MATERIAL ▸
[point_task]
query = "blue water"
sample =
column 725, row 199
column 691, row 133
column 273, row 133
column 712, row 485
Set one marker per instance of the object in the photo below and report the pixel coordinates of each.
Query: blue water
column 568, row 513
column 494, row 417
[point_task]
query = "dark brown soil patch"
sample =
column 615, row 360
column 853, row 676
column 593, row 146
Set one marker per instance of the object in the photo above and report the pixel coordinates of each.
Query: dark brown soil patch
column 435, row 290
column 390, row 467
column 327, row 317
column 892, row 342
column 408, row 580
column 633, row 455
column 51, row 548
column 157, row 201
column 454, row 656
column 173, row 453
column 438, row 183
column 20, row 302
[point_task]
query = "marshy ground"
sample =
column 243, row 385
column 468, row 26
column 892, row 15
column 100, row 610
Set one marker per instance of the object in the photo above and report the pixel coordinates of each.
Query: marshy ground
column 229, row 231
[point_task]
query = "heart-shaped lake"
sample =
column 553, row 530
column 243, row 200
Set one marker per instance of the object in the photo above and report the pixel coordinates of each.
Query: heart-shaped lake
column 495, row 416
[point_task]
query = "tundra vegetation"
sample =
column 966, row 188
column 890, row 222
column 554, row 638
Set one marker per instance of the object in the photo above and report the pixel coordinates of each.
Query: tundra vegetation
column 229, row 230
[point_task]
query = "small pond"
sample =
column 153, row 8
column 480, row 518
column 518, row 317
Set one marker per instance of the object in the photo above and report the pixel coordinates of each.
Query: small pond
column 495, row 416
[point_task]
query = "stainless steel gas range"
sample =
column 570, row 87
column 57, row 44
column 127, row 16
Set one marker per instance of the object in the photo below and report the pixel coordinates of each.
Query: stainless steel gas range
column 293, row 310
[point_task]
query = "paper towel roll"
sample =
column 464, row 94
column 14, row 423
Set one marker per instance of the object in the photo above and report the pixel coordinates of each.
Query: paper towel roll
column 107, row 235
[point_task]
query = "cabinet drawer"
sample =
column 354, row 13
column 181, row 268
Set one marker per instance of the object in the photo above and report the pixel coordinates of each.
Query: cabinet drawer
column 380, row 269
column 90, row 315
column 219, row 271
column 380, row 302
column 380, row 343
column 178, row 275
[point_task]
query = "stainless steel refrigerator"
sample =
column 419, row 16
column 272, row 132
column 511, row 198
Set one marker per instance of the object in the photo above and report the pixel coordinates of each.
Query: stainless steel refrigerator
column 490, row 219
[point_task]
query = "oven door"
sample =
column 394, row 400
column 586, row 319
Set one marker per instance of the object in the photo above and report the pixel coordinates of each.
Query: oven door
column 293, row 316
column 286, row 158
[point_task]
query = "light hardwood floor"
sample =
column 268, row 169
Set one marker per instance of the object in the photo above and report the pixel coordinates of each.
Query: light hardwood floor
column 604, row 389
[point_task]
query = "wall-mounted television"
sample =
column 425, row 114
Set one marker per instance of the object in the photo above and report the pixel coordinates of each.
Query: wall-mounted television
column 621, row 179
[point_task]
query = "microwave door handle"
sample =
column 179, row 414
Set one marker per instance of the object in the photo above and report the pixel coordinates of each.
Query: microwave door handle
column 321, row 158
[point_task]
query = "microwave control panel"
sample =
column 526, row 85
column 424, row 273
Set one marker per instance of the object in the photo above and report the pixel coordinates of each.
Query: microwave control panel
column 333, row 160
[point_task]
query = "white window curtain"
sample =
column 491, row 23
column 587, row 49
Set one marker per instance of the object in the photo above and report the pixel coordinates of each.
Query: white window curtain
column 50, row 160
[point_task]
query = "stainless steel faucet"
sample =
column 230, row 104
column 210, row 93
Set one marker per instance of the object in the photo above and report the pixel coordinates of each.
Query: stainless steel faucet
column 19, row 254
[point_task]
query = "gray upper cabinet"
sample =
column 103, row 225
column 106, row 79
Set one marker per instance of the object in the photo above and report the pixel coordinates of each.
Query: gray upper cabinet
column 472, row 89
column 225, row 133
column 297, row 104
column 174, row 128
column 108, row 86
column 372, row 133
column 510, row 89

TASK DESCRIPTION ▸
Please copy the items above word for word, beginning with their very first line and stopping after the line that contains "column 568, row 513".

FINISHED EXERCISE ▸
[point_task]
query = "blue water"
sample =
column 725, row 199
column 691, row 133
column 273, row 133
column 712, row 485
Set one marker per instance of the object in the photo below and report the pixel coordinates of each.
Query: blue water
column 568, row 513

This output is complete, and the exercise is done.